### WHAT TO WORK ON:
Print the listing below exactly.

### RECORD SET:
>>>>>

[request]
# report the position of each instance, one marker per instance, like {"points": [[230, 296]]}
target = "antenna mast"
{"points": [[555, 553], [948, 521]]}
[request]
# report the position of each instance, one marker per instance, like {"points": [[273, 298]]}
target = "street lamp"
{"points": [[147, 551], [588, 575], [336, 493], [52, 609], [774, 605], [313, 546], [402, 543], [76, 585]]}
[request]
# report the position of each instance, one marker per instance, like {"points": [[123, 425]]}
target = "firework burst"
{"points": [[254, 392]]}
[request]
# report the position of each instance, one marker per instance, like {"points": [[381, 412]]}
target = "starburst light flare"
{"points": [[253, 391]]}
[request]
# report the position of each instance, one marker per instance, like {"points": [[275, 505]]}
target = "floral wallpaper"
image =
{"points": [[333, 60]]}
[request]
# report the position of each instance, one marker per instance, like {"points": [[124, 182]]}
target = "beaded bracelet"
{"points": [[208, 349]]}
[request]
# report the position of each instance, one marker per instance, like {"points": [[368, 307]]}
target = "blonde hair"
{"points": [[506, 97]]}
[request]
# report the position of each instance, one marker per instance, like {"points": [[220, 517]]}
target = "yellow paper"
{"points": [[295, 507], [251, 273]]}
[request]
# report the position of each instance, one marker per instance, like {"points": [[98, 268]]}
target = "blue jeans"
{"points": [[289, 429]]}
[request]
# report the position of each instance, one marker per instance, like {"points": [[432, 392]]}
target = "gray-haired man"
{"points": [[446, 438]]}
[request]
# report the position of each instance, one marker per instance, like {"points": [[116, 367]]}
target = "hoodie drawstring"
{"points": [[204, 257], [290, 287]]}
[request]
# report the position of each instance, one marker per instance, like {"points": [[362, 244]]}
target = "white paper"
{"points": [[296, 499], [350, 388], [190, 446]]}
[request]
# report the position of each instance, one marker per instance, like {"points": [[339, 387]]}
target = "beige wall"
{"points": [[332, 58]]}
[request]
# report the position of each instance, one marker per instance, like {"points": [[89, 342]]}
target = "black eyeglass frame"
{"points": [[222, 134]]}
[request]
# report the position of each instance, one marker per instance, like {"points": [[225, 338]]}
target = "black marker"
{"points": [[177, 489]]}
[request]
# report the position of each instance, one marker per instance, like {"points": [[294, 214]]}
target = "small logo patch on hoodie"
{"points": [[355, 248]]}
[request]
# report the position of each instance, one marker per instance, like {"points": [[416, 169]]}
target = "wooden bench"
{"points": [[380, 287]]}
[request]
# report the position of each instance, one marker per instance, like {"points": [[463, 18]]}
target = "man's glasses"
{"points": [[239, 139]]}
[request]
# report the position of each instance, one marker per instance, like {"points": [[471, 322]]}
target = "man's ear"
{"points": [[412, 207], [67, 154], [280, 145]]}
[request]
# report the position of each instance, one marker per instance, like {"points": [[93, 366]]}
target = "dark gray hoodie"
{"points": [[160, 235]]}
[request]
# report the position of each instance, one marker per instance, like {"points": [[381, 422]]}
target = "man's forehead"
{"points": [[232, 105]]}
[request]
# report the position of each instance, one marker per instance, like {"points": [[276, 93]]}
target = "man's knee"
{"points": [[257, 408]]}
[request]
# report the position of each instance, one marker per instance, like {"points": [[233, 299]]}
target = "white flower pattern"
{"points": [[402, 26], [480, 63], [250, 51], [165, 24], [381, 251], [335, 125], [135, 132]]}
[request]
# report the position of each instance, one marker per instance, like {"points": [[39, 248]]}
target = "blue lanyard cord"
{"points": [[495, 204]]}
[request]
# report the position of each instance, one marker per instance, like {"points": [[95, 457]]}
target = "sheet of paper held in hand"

<<<<<

### RESULT:
[request]
# report the position of each instance, one marker per instance, like {"points": [[230, 296]]}
target = "antenna mast"
{"points": [[555, 553], [948, 521]]}
[request]
# report the position of each instance, one marker per instance, like {"points": [[273, 298]]}
target = "street lamp"
{"points": [[147, 551], [588, 575], [336, 493], [52, 609], [774, 605], [313, 546], [402, 543], [76, 585]]}
[request]
# report the position of each instance, one marker per instance, like {"points": [[123, 425]]}
target = "firework burst"
{"points": [[254, 392]]}
[request]
# report the position of each instance, one marker per instance, like {"points": [[381, 412]]}
target = "starburst light flare"
{"points": [[253, 391]]}
[request]
# report the position of each instance, one marker per instance, like {"points": [[275, 505]]}
target = "floral wallpaper"
image =
{"points": [[333, 60]]}
[request]
# report the position of each instance, one marker per instance, like {"points": [[124, 182]]}
target = "beaded bracelet"
{"points": [[208, 349]]}
[request]
# report the position of each instance, one marker per instance, like {"points": [[368, 307]]}
target = "blonde hair"
{"points": [[506, 97]]}
[request]
# report the position of each instance, one marker per instance, like {"points": [[220, 517]]}
target = "yellow paper"
{"points": [[295, 507], [251, 273]]}
[request]
# report the position of each instance, one marker per instance, like {"points": [[98, 268]]}
target = "blue jeans"
{"points": [[289, 429]]}
[request]
# report the position of each instance, one marker per instance, like {"points": [[432, 392]]}
target = "gray-haired man"
{"points": [[446, 438]]}
[request]
# report the position of each instance, one marker per instance, like {"points": [[116, 367]]}
target = "hoodie drawstring"
{"points": [[204, 257], [290, 287]]}
[request]
# report the position of each instance, one marker per instance, like {"points": [[362, 244]]}
target = "white paper"
{"points": [[296, 499], [350, 388], [190, 446]]}
[request]
# report the position of each instance, one marker per instance, like {"points": [[339, 387]]}
target = "beige wall"
{"points": [[332, 58]]}
[request]
# report the position of each instance, one marker per instance, like {"points": [[89, 342]]}
target = "black eyeglass frame"
{"points": [[222, 134]]}
[request]
# report the position of each instance, one marker per instance, like {"points": [[225, 338]]}
target = "black marker"
{"points": [[177, 489]]}
[request]
# report the position of each instance, one marker per instance, like {"points": [[294, 214]]}
target = "small logo patch on hoodie"
{"points": [[355, 248]]}
[request]
# report the position of each instance, one marker per instance, like {"points": [[416, 169]]}
target = "wooden bench"
{"points": [[380, 287]]}
[request]
# report the position of each instance, one marker per instance, like {"points": [[463, 18]]}
target = "man's glasses"
{"points": [[239, 139]]}
[request]
# report the position of each instance, one marker per instance, like {"points": [[471, 322]]}
target = "man's ear"
{"points": [[412, 207], [67, 154], [280, 145]]}
[request]
# report the position of each instance, one marker per instance, like {"points": [[93, 366]]}
target = "dark gray hoodie"
{"points": [[160, 235]]}
[request]
# report the position of each instance, one marker per instance, like {"points": [[381, 422]]}
target = "man's forehead"
{"points": [[232, 105]]}
[request]
# report the position of each instance, one marker per instance, like {"points": [[276, 93]]}
target = "man's knee"
{"points": [[257, 408]]}
[request]
# report the position of each instance, one marker per instance, like {"points": [[233, 299]]}
target = "white flower pattern"
{"points": [[402, 26], [480, 63], [250, 51], [165, 24], [381, 251], [335, 125], [135, 132]]}
[request]
# report the position of each instance, one marker per instance, like {"points": [[39, 248]]}
target = "blue lanyard cord"
{"points": [[495, 204]]}
[request]
# report the position of each instance, one marker per instance, like {"points": [[95, 457]]}
target = "sheet of paper held in hand"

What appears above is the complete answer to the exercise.